▶ [Extracted records]:
◆ ◆ ◆ ◆ ◆
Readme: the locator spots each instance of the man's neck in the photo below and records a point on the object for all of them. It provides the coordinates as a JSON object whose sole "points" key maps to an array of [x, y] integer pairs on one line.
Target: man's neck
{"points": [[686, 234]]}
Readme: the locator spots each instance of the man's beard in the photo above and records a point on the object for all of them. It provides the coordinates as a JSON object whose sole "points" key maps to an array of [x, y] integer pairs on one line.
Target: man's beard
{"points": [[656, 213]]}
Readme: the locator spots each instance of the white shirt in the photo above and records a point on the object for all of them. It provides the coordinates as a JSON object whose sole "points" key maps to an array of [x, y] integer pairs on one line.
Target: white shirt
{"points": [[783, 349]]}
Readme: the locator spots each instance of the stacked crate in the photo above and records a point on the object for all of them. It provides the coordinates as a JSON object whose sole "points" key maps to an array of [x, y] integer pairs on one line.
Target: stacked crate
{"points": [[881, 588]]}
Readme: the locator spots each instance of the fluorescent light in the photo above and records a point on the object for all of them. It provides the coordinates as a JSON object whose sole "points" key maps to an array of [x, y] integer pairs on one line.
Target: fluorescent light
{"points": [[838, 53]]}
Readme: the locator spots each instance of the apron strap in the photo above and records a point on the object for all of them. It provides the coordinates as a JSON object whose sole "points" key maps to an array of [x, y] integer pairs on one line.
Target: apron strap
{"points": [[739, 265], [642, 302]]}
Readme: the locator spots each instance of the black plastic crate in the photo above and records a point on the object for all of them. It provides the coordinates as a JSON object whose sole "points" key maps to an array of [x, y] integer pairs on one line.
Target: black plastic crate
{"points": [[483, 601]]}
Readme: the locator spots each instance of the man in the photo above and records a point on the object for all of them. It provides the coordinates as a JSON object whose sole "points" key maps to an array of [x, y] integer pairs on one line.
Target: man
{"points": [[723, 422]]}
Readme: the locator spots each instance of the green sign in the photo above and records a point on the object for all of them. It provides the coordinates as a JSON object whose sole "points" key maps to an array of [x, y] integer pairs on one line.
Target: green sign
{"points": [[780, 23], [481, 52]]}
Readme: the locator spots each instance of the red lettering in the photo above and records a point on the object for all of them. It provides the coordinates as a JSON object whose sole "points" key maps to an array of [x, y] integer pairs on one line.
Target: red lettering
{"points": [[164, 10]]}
◆ ◆ ◆ ◆ ◆
▶ [Problem to work on]:
Print the records above again, every one, exactly as written.

▶ [Reply]:
Readme: the locator spots each instance of the man's neck in the photo below and records a point on the object for all of them. It provides the coordinates as a JSON object whose sole "points" key maps to an array of [x, y] integer pairs on one line.
Target: man's neck
{"points": [[686, 234]]}
Readme: the locator spots each instance of the man's beard in the photo above and records a point on the object for all of them. It provides the coordinates as a JSON object whose sole "points" key maps to an array of [x, y] integer pairs on one line.
Target: man's beard
{"points": [[656, 213]]}
Readme: the locator spots each instance of the white shirt in the photo above and records a point on the object for all of them. It provides the coordinates as a JSON object whose sole "points" key maps to an array of [x, y] integer pairs on one line.
Target: white shirt
{"points": [[783, 349]]}
Readme: the locator spots each instance of the stacked crate in the photo above and records a point on the object for all of them. It provides the coordinates as a JSON object whose sole "points" key maps to an array of [x, y] integer pairs on one line.
Target: stacked crate
{"points": [[881, 588]]}
Readme: the locator spots each instance of the fluorescent light in the photo above and records a point on the object for all of them. It provides the coordinates as a JSON object whose sole "points" key maps to an array of [x, y] integer pairs on one line.
Target: fluorescent light
{"points": [[838, 53]]}
Readme: the locator spots each instance of the apron strap in the photo above and records a point on the object for all of them. It provides the coordinates as a JSON object whose sole "points" key maps to an array of [x, y] integer pairs on one line.
Target: apron strap
{"points": [[739, 265], [642, 302]]}
Readme: the locator spots each instance of the black plastic crate in the photo above and records a point on the object for all of them. It provides the coordinates as a JSON object whose sole "points" key maps to an array of [x, y] integer pairs on one line.
Target: black plastic crate
{"points": [[483, 601]]}
Readme: the locator spots each instance of the man in the photo above and records a point on the object for all of them. It provides the coordinates as a JSON object whose sole "points" key maps to an array of [x, y] integer pairs on one line.
Target: man
{"points": [[723, 422]]}
Readme: the locator spots each instance of the green sign in the photo above and records a point on the object for all of them. It provides the coordinates as a JSON object whose sole "points" key maps to an array of [x, y] integer pairs on one line.
Target: green sign
{"points": [[780, 23], [481, 52]]}
Readme: the locator spots each instance of the red lettering in the photo above and records a point on the object for all of them. It provides the coordinates as a JSON object whose sole "points" key maps to an array of [x, y] integer pairs on one line.
Target: red lettering
{"points": [[164, 10]]}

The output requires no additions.